(Pointing and labeling entries)
++++++++++

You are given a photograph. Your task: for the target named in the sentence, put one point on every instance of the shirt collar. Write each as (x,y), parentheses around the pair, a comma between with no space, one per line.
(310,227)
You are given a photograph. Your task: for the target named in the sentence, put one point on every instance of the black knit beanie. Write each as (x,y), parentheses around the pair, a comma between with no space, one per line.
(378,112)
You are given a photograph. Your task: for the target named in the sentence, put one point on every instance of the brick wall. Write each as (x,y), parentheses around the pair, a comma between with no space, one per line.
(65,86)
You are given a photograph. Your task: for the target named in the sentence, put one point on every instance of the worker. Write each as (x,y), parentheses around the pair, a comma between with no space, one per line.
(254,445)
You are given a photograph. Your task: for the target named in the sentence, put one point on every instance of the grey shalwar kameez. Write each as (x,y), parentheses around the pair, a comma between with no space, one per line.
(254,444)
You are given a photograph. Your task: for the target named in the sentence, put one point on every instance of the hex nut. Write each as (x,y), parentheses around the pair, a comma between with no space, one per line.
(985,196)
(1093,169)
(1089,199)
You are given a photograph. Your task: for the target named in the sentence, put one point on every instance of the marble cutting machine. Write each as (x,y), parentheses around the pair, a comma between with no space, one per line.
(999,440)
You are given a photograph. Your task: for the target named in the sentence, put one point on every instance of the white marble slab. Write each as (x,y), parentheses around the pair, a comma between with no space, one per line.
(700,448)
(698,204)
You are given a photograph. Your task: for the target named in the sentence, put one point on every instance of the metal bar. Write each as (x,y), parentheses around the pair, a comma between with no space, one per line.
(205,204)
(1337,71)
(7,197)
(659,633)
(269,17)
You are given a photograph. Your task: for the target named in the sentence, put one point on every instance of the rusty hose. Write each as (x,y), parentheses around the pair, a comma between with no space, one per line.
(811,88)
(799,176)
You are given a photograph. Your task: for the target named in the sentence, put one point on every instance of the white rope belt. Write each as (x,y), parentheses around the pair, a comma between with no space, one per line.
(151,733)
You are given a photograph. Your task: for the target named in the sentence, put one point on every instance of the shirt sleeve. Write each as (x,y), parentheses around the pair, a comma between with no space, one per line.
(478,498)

++++++++++

* What the task asks *
The records above must be output exactly, in full.

* Task answer *
You are given a photograph. Your task: for the target named in the sentence, put one point on every instance of the shirt collar. Write each as (x,y), parentheses around the pair, a comma between with no space, one per line.
(310,227)
You are given a photograph. Your task: for the target named in the sentence, put one point on every instance of the black knit beanie. Write each as (x,y), parentheses around the pair, a comma between with no space, one per line.
(378,112)
You are given a photograph. Your task: for the target named in the sentence, put one point on every instance of the brick wall. Write each as (x,y), parentheses around the pair, a comma between with no space, one per line.
(65,86)
You are given a photograph. Your task: for the target named in the sentence, put one point on every instance of the worker. Write each as (x,y), parentheses around the pair, a comma between with no space, one per line.
(254,445)
You are given a photograph. Your task: for the target named in the sentence, put one point on every instance of the grey shalwar kameez. Write each as (x,y), parentheses around the pair, a comma between with no space, one per line.
(254,444)
You are given a photograph. Your task: for the target named in the sentence, put one point on every instance of the hex nut. Write each as (x,y), parentheses around the pair, a comma between with no space, one per line.
(985,196)
(1093,169)
(1089,199)
You are given a photograph. Your task: for the target named in the sentence, put one point on every instance of the marble cutting machine. Write each as (x,y), parentheses around the pair, a comma between with no space, one per line.
(999,440)
You are given a photograph. Your task: for the target named in the sentence, put one point on every instance of the white marble slab. Write each as (x,y), parentheses around the pair, a comma between with no space, one per line.
(700,448)
(698,204)
You are given a photograph. Your task: for the target named in the sentence, put one point on every instance of the metal bar. Write each as (x,y), parentheses around the pair, a comma between with no space, one per line.
(205,204)
(1337,71)
(7,197)
(659,633)
(269,17)
You are given a photograph. Your task: for the target named in the sentence, put one point on every instance of the rusty hose. Write each as (x,y), parentheses around the pair, a comma between with no space, one per line.
(811,88)
(799,176)
You are given a photograph. Your task: for the target named in the sentence, put one point on every instance of the white rope belt. Write each as (x,y), parentheses around the pair, a comma between with no space, one per line.
(151,733)
You are given a photograph. Your task: for the target named in the sentence, put one point on every instance of the shirt sleeve. Write each as (x,y), parentheses around the pair, a comma between with no space, one per line.
(478,498)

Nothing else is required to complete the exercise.